Work task: Images excluded, repeat each entry below exactly.

Referring expression data

_ _ _ _ _ _ _

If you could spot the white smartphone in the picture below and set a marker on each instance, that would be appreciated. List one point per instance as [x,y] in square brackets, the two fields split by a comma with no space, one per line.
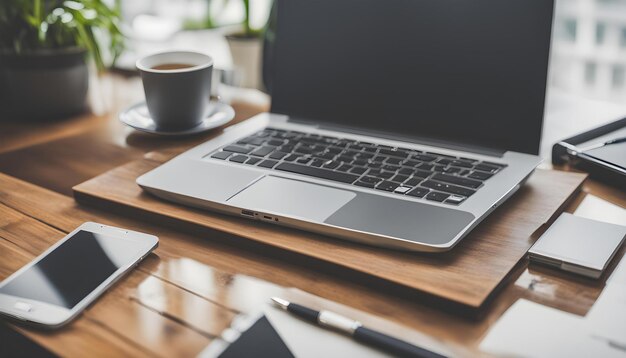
[56,286]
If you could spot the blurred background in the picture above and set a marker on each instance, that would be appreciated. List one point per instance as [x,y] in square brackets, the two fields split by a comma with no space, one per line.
[588,50]
[586,81]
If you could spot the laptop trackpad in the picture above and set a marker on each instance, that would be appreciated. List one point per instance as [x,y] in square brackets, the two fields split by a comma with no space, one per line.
[293,198]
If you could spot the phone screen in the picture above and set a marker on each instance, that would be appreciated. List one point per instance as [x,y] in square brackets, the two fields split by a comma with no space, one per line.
[74,269]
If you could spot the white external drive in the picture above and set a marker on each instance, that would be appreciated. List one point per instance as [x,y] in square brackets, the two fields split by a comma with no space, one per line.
[578,245]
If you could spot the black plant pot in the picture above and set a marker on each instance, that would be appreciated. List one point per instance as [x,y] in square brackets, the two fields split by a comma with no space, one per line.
[43,85]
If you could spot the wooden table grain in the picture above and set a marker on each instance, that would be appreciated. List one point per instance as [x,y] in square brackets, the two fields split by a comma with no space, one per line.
[188,290]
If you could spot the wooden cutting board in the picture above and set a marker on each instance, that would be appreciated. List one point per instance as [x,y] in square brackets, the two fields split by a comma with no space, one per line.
[466,277]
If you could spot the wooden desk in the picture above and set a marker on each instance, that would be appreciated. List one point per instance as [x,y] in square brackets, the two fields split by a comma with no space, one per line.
[183,296]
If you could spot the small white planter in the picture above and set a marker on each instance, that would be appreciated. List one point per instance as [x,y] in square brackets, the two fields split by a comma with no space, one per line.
[247,53]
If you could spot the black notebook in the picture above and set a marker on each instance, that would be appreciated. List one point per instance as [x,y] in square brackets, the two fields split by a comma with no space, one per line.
[260,340]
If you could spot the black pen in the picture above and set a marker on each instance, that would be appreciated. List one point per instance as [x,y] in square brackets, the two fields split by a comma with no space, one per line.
[356,330]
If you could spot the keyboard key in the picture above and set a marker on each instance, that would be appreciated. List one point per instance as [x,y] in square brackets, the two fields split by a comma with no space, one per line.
[221,155]
[480,175]
[317,172]
[369,179]
[268,163]
[387,186]
[364,184]
[303,150]
[461,163]
[451,170]
[238,158]
[392,168]
[487,168]
[437,196]
[253,160]
[413,181]
[344,167]
[424,157]
[495,164]
[263,151]
[441,155]
[455,199]
[399,178]
[253,140]
[237,149]
[448,188]
[327,156]
[358,170]
[402,189]
[303,160]
[457,180]
[422,173]
[277,155]
[395,153]
[418,192]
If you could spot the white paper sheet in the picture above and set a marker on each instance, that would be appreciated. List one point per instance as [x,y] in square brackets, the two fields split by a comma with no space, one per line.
[607,317]
[529,329]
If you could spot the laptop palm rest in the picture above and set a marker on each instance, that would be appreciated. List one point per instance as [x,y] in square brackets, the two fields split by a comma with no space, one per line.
[408,220]
[292,198]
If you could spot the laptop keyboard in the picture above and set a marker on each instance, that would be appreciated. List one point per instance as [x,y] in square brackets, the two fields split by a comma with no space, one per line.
[432,176]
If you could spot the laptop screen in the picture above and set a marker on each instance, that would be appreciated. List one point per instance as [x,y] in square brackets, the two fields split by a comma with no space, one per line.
[465,71]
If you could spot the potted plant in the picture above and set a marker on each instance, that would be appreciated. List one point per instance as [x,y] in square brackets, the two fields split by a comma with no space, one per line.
[44,47]
[246,50]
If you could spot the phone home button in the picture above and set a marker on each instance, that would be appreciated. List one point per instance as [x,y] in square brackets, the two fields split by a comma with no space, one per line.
[23,306]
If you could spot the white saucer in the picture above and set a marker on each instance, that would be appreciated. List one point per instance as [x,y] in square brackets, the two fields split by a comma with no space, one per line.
[138,117]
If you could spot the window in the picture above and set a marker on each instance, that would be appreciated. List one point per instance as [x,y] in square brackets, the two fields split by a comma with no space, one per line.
[600,32]
[590,72]
[619,76]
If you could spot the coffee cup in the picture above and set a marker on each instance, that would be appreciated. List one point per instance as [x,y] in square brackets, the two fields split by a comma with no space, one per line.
[177,86]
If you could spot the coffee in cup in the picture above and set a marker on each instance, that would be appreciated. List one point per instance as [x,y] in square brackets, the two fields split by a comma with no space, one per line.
[177,86]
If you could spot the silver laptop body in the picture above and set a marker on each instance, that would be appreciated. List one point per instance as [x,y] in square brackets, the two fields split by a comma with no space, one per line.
[342,210]
[319,165]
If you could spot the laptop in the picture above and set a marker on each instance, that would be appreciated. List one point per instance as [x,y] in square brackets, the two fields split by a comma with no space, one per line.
[398,123]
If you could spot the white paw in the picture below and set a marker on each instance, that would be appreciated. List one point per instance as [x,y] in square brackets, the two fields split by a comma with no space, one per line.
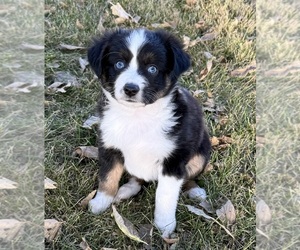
[197,193]
[100,203]
[127,190]
[165,225]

_ _ _ _ _ _ _

Output:
If you could spot the white smartphone in the picture below and set a marker on each instance, that would be appreciated. List one point per instance as [x,y] in square brackets, the two fields split by a comma with no space, one per line.
[56,286]
If you could spot the blurred background in the picture above and set a marker on each instance, that would be appreciated. List one point per instance as [x,y] in square brackets, the two fields split by a comma with no space, one per line.
[588,50]
[586,81]
If you could spot the laptop trackpad in the picture above and set a marker on each instance, that would be appreciated. List one point per instance as [x,y] in square brackets, the two fields split by a comma with no space, one per line.
[293,198]
If you could spot the phone screen in the picture above and set a marker on each instance, that would be appreciated. List one point per instance as [x,y] in square brackets, the two fields split by a comma with no space, one per line.
[74,269]
If you could spot the white external drive in the picture above and set a marker on each instance, that would be appreciated. List one point per instance as [x,y] in square brackets, the two fields split by a comma with no space, one per line.
[578,245]
If you could spot the black plant pot in the picture above and set a marker on each instance, that would be appreciated. List one point per instance as [x,y] in square brackets, the two fields split by a comma with no space, one per line.
[43,85]
If you could spot the wooden table grain in the picture above and set a marker on each instance, that would be appreciated. List one point per instance as [x,y] in square brackets, the two fields split by a comma with no space, one per line.
[188,290]
If you could spot the wooden cutting board in the picture above and set a marker on each instance, that would be appreciated. List one point per instance as [x,y] in square brackets, the two fields split by a comma with no space, one per line.
[466,277]
If you could spot the wooden desk in the picture above and set a marker on each instance, that would be appreciated. List one point per instance as [x,y] in square brackets, the two fields split by a comma with no space, one per line.
[183,296]
If you could spot the small white planter in the picture above and set a marker on each instance, that would be appreciated. List one point per instance as [x,y] in square brackets, the two fields split by a comma with no space, one per line.
[247,53]
If you could spot the black notebook in the picture above and set a marker on each instance, that would be appreciated. List one point per instance as [x,y] in square brackets, the two fields split by a comma with no space, one per line.
[260,340]
If you could spot the black pen in the picture above and set a marker on each instance, that would be appreciated. List one point per instance as [x,y] in square brackets, the two fields split by a comma with no space, one per line.
[356,330]
If you could spot the keyboard key in the picture above and set a marker on each instance, that would be appreciated. List one point per instance as [x,y] in square brackets, the two fields split by a comma with no space, one per line.
[221,155]
[480,175]
[317,172]
[369,179]
[268,163]
[387,186]
[364,184]
[303,150]
[461,163]
[451,170]
[238,158]
[392,168]
[487,168]
[437,196]
[253,160]
[413,181]
[344,167]
[424,157]
[495,164]
[263,151]
[441,155]
[455,199]
[399,178]
[253,140]
[237,149]
[448,188]
[327,156]
[358,170]
[402,189]
[303,160]
[457,180]
[422,173]
[277,155]
[395,153]
[418,192]
If you could spot the white paper sheet in the picture above and set a marker on each instance, that would be appreciated. List one point per instance as [x,y] in square brackets, the two fields split by a comma with no space, one per line.
[607,317]
[529,329]
If you could spot the laptop palm rest in the picture above and set a marker on each instance, that would be appreciated. List one point per instance as [x,y] in square brackets, the two fields split by a comma with no space, one per line.
[408,220]
[292,198]
If you could spot the laptop keyboard in the picture above and set a marker on each instance, that would be appreciated. List one point per instance as [x,y] in square brackets, the two fields split by a comma with no space, one per line.
[432,176]
If you could spot the laptop screen in the picture above and set a marker on each instance, that would be appreciated. List one point per instance as [x,y] in square brackets, the two fields split by a comma with no space, one per line.
[465,71]
If you could spot the potted plant in the picture above and set a marker on each instance, that would be appreciated. List one point per instance as [x,y] in square brackets, the two fields split by a comma with no space, one per line.
[44,47]
[246,50]
If you could spot the phone home button in the picture above and set a marker on each instance, that would be appreciated. List one point per instance as [x,y] in square brackets, the two fields split by a comma with no space, one per line.
[23,306]
If you could spot the white saucer in the picture above and set a marker on each instance, that would be appreciated. List one point per instance as [x,y] in square brackets, the two fields split by a comma with no space, one per line.
[138,117]
If you could spot the window in the picture above and set a marker on each instance, that would be appreciated. List one point per instance as [x,y] in square brackets, the two fields split by a comma with no space, one per line.
[600,32]
[590,72]
[619,76]
If you could spot the coffee cup in the picture above and set a marker on each instance, that would be appreciated. List one point per instance as [x,y] in square brackets, the two fields split by a comma with no space, one per line.
[177,86]
If you could spot the coffee in cup in the picture above and set a marker on each instance, that would be appreciated. List one point per instance as [x,y] in square brackets, the two fields split by a comma with no space, one per line.
[177,86]
If you could spot the silver laptop body in the picture above and set a marker on each instance, that would be appreciated. List one point per instance as [x,y] in square brackets, the two fields split by a comma with no space, one per line.
[342,210]
[319,165]
If you could spot the laptop in the picture above and set a marker on each instance, that would be appreciated. List one point per instance as [x,y] in square brackets, the two fields split by a comma with no space, one per line.
[398,123]
If you could spot the white paw in the picture below and set a marker on each instance, that would be appreciated. List one point per instance as [x,y] in square brackets, the two fields split by a comma with no space, one per line.
[197,193]
[100,203]
[127,190]
[165,225]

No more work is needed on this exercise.